** Work to complete **
Switch "innermost" to "central" in the entries that run from the beginning through the line containing "point(382, 438)", then give those lines again with nothing else changed.

Pointing dataset excerpts
──────────────────────────────

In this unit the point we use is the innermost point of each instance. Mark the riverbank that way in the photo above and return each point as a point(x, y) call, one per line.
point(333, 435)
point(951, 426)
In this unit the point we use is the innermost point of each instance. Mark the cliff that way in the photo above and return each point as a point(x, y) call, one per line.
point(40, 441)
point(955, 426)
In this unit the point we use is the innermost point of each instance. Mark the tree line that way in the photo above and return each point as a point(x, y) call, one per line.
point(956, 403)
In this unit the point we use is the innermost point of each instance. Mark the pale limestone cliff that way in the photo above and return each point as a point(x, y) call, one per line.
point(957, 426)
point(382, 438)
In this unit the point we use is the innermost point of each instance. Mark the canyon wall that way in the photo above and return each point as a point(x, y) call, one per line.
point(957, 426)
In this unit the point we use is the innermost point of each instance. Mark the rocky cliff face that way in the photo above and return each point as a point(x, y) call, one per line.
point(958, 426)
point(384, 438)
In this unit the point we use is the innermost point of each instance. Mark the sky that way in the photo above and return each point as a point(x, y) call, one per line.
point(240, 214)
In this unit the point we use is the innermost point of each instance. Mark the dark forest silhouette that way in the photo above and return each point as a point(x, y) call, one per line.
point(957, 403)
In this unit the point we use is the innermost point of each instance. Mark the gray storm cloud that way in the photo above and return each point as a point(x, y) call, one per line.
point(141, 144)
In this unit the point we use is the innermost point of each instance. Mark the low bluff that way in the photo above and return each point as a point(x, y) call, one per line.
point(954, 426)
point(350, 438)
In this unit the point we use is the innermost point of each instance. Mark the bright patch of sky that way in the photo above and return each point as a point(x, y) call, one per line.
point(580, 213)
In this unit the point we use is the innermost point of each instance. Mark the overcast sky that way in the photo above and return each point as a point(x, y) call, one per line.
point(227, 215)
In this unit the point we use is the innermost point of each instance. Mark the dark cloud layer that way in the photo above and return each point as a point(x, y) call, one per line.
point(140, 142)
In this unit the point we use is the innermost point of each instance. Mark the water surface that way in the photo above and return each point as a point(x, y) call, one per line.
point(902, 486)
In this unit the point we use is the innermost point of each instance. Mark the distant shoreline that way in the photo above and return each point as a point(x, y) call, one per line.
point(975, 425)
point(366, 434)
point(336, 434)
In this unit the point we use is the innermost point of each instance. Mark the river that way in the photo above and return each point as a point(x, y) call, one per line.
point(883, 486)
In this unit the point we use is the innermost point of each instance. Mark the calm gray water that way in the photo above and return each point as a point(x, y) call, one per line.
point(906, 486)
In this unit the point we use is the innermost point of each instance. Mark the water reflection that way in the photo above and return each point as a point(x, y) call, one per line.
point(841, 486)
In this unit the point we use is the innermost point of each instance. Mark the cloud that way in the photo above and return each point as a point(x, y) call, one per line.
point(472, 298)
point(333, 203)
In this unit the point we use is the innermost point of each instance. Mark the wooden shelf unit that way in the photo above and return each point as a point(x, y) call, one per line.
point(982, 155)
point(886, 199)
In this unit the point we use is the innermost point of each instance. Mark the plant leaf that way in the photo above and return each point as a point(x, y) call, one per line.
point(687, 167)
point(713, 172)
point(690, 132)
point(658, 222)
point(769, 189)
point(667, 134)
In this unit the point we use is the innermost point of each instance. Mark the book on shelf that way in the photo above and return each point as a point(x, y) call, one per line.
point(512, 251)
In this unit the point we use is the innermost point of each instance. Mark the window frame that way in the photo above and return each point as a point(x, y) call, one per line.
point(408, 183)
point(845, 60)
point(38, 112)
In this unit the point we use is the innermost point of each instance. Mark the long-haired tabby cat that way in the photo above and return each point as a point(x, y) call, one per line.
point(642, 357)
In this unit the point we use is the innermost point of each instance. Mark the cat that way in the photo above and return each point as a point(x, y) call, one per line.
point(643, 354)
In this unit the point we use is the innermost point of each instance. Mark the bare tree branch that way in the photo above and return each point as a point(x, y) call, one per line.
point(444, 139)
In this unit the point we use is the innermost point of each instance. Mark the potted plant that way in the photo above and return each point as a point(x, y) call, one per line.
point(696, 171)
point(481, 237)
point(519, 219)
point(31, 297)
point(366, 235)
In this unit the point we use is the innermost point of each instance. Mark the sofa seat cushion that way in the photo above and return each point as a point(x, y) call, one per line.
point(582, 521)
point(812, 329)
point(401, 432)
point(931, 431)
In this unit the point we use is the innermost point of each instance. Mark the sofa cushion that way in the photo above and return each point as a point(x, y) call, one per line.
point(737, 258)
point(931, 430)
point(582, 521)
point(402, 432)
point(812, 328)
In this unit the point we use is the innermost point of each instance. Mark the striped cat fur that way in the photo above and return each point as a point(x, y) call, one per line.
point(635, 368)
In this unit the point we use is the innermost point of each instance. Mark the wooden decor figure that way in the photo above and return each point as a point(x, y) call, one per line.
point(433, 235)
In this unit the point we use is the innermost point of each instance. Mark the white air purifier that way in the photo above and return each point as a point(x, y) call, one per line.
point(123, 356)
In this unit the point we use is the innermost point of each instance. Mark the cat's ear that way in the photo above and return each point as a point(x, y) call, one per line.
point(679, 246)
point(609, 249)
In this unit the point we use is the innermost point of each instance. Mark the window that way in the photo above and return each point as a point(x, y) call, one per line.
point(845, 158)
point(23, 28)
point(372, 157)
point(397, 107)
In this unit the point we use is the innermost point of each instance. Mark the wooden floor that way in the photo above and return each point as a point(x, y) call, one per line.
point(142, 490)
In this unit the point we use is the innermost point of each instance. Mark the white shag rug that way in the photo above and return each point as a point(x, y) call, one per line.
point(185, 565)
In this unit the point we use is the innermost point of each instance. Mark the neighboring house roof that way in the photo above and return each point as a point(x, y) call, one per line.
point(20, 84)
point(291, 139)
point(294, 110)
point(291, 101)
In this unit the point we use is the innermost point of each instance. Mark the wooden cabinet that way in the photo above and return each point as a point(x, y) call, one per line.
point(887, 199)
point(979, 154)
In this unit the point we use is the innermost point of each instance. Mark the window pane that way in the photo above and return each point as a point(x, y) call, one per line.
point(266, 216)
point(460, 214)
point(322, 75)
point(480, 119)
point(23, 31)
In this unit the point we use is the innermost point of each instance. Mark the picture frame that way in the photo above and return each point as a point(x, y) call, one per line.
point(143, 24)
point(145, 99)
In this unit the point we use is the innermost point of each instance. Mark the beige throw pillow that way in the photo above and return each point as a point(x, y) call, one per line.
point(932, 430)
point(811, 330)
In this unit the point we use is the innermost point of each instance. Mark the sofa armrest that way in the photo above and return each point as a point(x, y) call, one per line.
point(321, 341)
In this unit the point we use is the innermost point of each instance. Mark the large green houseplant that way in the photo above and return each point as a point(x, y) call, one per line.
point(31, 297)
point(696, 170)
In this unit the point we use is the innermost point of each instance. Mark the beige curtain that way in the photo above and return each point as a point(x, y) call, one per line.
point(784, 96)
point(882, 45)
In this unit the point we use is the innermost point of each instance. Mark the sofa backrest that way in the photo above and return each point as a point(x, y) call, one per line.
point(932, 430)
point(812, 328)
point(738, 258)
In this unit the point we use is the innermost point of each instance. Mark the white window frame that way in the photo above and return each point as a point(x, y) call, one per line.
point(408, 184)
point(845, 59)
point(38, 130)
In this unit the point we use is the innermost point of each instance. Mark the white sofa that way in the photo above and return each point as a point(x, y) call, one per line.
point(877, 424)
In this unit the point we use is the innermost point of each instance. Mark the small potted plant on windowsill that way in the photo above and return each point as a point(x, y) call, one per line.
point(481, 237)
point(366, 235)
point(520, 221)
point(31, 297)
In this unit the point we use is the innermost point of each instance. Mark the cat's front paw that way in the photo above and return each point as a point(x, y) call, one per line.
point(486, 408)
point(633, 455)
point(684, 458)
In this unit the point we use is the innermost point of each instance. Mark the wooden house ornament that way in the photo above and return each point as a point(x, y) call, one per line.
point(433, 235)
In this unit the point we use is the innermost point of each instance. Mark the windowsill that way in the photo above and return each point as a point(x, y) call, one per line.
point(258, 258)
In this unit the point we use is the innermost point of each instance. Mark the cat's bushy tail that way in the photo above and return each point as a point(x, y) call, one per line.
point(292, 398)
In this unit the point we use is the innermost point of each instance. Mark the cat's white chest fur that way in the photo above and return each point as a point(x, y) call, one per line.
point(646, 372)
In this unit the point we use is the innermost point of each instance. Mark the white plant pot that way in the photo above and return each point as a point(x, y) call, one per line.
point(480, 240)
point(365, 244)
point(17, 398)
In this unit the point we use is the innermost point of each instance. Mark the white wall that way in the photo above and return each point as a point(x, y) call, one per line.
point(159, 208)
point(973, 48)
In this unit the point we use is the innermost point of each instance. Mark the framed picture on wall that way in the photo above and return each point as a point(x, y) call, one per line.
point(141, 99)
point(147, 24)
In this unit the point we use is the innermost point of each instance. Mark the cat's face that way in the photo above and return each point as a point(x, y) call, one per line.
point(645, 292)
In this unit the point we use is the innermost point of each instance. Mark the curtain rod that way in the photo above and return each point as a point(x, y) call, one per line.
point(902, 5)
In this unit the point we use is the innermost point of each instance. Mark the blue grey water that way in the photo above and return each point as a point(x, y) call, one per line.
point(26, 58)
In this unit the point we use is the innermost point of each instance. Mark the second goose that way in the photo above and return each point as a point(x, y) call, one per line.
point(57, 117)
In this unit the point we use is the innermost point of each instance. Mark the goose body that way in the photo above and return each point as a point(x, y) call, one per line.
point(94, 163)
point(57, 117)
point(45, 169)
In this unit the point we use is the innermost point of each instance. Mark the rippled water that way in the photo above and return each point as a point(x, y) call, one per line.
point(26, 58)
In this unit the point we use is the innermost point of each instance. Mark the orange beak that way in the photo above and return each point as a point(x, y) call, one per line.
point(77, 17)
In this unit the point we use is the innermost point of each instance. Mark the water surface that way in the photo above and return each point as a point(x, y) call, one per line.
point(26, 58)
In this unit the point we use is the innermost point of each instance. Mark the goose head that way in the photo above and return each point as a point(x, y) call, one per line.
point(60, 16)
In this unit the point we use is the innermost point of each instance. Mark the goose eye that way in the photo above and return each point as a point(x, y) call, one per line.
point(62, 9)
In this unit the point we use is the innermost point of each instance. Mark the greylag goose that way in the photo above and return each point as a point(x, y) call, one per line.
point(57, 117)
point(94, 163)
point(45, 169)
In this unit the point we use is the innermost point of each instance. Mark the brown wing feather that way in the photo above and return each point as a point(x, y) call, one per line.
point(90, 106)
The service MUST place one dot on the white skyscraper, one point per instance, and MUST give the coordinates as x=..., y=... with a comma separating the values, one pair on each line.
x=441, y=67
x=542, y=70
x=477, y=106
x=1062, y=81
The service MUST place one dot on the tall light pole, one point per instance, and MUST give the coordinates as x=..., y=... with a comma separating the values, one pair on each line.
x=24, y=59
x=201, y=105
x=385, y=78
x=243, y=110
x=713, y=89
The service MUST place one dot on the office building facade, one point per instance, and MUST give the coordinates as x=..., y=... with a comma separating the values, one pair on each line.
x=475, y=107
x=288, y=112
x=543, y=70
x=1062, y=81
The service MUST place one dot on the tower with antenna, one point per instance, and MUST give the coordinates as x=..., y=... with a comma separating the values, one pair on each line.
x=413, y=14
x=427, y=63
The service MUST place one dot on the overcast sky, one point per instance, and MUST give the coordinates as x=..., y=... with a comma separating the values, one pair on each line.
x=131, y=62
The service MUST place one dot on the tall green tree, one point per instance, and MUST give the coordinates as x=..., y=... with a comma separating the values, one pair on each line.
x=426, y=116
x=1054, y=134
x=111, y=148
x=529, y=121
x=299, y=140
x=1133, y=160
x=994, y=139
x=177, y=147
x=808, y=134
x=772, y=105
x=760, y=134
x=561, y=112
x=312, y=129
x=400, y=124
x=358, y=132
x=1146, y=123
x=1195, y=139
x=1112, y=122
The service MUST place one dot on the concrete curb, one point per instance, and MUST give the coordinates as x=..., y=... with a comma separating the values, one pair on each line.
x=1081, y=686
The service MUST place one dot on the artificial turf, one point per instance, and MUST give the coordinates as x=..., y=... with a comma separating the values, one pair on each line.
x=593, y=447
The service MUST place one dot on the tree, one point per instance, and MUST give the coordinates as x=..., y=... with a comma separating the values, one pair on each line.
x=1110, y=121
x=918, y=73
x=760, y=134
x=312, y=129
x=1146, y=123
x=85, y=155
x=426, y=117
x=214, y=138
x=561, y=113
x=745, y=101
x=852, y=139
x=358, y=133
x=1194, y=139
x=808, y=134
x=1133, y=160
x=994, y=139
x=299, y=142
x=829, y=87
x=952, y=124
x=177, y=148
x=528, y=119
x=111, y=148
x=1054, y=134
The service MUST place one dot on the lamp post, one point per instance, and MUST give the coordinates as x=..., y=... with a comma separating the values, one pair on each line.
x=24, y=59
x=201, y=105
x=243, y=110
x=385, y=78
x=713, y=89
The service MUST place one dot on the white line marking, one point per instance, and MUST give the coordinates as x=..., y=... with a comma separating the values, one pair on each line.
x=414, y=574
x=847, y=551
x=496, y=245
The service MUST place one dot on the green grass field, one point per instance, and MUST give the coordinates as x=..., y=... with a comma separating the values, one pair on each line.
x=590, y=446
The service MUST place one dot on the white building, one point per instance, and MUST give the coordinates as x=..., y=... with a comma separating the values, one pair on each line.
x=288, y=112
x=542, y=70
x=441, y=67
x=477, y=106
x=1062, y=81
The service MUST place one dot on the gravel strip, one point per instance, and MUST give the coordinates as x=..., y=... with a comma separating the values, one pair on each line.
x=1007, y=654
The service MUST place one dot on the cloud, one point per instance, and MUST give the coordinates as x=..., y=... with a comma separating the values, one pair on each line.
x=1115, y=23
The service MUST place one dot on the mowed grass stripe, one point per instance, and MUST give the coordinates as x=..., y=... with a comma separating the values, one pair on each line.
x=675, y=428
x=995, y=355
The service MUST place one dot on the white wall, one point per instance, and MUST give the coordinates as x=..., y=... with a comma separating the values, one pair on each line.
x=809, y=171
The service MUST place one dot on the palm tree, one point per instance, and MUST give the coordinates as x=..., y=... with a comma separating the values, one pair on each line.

──────────────────────────────

** Answer to the task **
In this unit the point we use is the central point of each instance. Mark the riverbank that way in the photo above and return each point as a point(x, y) call, one per line.
point(333, 435)
point(951, 426)
In this unit the point we use is the central point of each instance. Mark the cliff that way in the photo above and return each point as a point(x, y) call, one per line.
point(40, 441)
point(955, 426)
In this unit the point we use is the central point of each instance. Mark the tree line that way in the photo above and return each point as a point(x, y) call, one per line.
point(956, 403)
In this unit the point we use is the central point of each instance. Mark the pale limestone cliff that way in the photo above and return each point as a point(x, y) call, one per line.
point(957, 426)
point(382, 438)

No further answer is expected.